:: ASSIGNED TASK ::
Needed from the data below: every line from the one with "the white front" up to and including the one with "Target: background house", repeated exactly and with nothing else.

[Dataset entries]
————

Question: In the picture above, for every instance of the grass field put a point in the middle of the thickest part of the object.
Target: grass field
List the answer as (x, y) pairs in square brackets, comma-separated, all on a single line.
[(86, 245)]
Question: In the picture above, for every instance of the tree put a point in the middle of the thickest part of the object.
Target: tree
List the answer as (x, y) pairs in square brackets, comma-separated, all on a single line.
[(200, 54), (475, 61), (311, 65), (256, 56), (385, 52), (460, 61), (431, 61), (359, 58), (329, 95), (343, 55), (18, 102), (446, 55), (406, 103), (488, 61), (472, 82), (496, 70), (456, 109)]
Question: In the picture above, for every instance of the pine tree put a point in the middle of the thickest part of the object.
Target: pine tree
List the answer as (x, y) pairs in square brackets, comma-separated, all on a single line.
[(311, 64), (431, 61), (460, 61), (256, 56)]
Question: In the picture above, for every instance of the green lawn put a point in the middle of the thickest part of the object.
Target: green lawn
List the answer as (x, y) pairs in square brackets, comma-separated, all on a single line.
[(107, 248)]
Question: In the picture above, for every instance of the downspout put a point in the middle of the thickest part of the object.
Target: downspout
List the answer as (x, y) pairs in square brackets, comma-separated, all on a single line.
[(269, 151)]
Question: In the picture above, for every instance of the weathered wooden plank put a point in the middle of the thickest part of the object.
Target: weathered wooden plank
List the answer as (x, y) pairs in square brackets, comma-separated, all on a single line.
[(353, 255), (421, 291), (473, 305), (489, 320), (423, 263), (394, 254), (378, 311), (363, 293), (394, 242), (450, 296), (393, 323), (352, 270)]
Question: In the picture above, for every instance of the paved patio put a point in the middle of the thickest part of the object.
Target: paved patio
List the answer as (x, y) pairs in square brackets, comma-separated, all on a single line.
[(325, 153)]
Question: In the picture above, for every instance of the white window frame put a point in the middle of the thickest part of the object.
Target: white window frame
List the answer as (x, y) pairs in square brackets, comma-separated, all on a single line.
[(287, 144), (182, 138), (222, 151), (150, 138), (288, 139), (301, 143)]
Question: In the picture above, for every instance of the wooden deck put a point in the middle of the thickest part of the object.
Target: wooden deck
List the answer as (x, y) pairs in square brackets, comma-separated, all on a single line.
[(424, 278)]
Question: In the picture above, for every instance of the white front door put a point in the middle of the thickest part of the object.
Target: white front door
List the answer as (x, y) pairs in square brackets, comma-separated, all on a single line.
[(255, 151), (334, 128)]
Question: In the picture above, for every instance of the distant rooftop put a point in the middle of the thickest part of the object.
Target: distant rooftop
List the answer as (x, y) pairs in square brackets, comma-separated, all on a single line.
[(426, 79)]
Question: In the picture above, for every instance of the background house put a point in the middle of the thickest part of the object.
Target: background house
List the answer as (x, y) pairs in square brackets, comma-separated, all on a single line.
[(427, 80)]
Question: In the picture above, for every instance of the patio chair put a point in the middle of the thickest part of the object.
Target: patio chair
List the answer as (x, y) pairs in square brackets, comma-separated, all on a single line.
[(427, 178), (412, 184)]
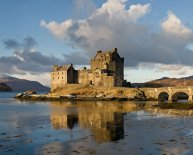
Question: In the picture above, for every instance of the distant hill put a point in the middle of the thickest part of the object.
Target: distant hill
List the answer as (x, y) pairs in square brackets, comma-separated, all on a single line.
[(22, 84), (167, 82), (4, 88)]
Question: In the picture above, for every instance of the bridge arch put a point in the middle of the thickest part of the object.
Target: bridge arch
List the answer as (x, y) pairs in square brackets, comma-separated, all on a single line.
[(163, 96), (180, 95)]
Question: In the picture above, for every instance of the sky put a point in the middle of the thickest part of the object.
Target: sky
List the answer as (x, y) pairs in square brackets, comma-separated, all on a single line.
[(154, 36)]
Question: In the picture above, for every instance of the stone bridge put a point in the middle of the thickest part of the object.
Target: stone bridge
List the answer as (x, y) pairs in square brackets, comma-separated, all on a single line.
[(168, 93)]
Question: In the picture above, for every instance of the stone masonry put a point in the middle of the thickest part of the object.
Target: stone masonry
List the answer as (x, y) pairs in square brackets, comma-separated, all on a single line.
[(107, 69)]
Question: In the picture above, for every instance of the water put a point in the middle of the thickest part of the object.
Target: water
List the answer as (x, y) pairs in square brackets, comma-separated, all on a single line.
[(107, 128)]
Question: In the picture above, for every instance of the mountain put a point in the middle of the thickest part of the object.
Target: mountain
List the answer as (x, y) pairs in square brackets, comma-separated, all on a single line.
[(167, 82), (22, 84), (4, 88)]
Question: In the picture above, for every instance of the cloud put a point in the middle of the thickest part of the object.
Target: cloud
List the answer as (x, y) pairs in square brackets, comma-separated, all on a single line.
[(26, 59), (83, 8), (137, 11), (173, 25), (113, 25)]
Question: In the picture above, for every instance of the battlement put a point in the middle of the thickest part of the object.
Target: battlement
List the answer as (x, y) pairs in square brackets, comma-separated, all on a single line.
[(107, 69)]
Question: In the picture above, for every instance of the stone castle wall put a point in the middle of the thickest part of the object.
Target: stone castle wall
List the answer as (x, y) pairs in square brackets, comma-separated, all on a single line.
[(107, 69)]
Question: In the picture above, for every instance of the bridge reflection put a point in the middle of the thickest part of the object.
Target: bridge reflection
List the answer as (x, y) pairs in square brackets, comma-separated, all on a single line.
[(105, 120), (169, 93)]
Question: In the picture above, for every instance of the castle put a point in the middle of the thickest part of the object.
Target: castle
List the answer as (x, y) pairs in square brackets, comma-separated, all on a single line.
[(107, 69)]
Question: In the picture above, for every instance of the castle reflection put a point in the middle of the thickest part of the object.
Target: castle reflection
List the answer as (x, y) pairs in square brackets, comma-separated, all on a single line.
[(104, 119)]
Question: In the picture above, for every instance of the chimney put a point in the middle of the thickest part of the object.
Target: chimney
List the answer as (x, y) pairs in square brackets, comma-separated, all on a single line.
[(99, 51), (115, 50)]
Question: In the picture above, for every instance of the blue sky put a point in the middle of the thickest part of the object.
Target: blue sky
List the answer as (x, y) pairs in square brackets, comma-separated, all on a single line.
[(153, 36)]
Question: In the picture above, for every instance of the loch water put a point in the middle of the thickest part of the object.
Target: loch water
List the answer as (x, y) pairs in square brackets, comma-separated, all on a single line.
[(90, 127)]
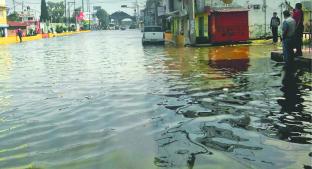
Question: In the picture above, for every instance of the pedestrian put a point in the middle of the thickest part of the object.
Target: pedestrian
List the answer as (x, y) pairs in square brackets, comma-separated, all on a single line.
[(275, 23), (19, 33), (288, 29), (299, 18)]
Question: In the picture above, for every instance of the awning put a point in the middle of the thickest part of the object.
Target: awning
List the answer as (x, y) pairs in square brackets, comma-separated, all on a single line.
[(4, 25)]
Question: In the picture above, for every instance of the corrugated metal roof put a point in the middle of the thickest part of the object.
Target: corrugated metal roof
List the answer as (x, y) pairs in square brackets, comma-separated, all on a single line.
[(229, 10)]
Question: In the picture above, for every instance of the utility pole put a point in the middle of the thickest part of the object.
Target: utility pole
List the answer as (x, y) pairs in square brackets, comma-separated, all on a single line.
[(14, 6), (65, 11), (89, 14), (265, 16)]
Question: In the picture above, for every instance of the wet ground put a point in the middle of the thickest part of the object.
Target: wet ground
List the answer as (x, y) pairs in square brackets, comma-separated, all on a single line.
[(101, 100)]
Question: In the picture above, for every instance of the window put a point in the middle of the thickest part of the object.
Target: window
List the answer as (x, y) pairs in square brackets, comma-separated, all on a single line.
[(152, 29)]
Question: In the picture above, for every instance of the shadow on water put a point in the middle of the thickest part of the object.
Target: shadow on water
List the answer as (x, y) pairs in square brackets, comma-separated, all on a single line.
[(294, 119), (239, 95)]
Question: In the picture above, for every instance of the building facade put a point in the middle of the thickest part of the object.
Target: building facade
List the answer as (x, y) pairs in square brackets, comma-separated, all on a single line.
[(3, 19)]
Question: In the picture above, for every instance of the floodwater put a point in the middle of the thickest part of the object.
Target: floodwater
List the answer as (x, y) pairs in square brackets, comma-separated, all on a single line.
[(100, 100)]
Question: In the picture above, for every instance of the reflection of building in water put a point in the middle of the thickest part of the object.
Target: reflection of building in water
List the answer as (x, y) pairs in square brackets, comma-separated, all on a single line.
[(231, 58), (193, 64), (295, 119), (5, 66)]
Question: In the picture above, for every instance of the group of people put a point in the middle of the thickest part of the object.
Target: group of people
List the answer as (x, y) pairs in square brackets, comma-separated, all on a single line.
[(292, 32)]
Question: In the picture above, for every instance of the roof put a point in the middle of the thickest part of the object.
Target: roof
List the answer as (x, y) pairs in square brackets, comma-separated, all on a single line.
[(4, 25), (229, 10)]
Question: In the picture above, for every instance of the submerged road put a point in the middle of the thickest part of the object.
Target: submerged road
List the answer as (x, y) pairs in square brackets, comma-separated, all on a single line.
[(101, 100)]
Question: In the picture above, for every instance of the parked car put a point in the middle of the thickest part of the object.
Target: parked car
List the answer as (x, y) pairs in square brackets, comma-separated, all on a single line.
[(153, 34)]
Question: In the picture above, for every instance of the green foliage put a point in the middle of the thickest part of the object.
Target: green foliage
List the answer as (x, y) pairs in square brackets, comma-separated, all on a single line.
[(56, 11), (61, 29), (44, 17), (33, 167), (103, 17), (14, 17)]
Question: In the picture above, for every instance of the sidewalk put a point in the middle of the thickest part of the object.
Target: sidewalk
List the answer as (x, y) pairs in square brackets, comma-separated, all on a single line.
[(15, 39)]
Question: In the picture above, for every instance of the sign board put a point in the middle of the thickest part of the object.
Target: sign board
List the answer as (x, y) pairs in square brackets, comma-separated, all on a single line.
[(96, 8), (161, 10)]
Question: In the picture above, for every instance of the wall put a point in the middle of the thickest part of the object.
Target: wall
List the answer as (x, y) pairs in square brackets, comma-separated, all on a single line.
[(2, 12)]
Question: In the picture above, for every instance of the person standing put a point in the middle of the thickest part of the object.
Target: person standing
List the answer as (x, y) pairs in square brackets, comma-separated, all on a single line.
[(288, 29), (299, 18), (275, 22), (19, 33)]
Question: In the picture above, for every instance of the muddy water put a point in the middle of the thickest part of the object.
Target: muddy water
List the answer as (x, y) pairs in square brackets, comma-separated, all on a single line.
[(101, 100)]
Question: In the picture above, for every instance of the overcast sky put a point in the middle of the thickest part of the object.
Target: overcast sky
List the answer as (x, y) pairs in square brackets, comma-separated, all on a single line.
[(109, 5), (114, 5)]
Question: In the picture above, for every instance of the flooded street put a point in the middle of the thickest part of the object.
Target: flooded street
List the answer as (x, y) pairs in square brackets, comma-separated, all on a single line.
[(102, 100)]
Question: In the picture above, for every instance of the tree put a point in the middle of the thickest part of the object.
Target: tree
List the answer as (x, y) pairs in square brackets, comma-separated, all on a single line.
[(44, 12), (14, 17), (103, 17), (56, 11)]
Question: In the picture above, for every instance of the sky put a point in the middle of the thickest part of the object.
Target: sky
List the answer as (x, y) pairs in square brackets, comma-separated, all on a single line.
[(115, 5), (110, 6)]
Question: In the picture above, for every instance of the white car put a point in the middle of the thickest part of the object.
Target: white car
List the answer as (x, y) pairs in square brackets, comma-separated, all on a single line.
[(153, 34)]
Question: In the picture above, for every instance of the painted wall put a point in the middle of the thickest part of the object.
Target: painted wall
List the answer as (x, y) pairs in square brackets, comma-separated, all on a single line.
[(2, 12)]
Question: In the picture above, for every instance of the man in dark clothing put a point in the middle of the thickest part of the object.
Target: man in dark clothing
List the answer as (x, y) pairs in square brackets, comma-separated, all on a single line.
[(289, 29), (275, 22), (299, 18)]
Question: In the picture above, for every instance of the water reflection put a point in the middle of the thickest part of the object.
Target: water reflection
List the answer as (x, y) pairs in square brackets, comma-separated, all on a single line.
[(125, 106), (5, 71)]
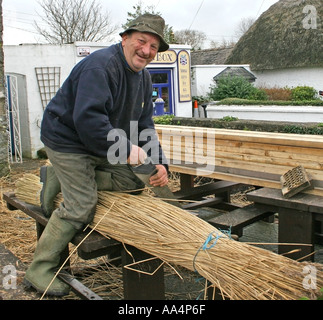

————

:: SOLUTION TO THE PROBLEM ::
Question: In the picture above, for every instance of the white front door put a point in the middle of the thickest part of the object.
Target: white front door
List the answer as (x, y) pairs in square brackets, comma-separated, all on a single line.
[(255, 151), (334, 128)]
Question: In the picture above, for every instance of the distant rooftop put a point in the middle of the thickest part of the object.
Target: distant rooftop
List the answer as (x, y) pairs in square brackets, comma-separated, all on a single line.
[(426, 79)]
Question: In the picture above, for every instance of the background house put a point in the middle of the thickest part of the object.
Target: background house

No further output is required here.